* _THE REQUEST_
Starting at the line that contains "white apartment building?" and ending at the last line of the rows, render each line as a Markdown table with the columns Line No. and Content, and leave out any blank lines.

□ □ □

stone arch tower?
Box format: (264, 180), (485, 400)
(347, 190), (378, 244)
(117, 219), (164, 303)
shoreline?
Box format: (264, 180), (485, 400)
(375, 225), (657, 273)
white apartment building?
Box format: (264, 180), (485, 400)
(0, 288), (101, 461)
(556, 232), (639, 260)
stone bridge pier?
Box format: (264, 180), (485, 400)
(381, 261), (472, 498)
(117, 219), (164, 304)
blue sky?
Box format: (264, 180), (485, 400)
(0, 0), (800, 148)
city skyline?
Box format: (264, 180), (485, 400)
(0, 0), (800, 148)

□ □ □

* _RESULT_
| Line No. | Content |
|---|---|
| 1 | white apartment building? |
| 2 | Box format: (264, 180), (485, 400) |
| 3 | (0, 288), (101, 461) |
| 4 | (556, 232), (639, 260) |
| 5 | stone bridge pier? |
| 6 | Box format: (264, 180), (485, 400) |
| 7 | (381, 261), (472, 498) |
| 8 | (117, 219), (164, 304) |
| 9 | blue sky? |
| 10 | Box format: (264, 180), (485, 400) |
| 11 | (0, 0), (800, 148) |
| 12 | city skyline? |
| 13 | Box format: (264, 180), (485, 400) |
| 14 | (0, 0), (800, 148) |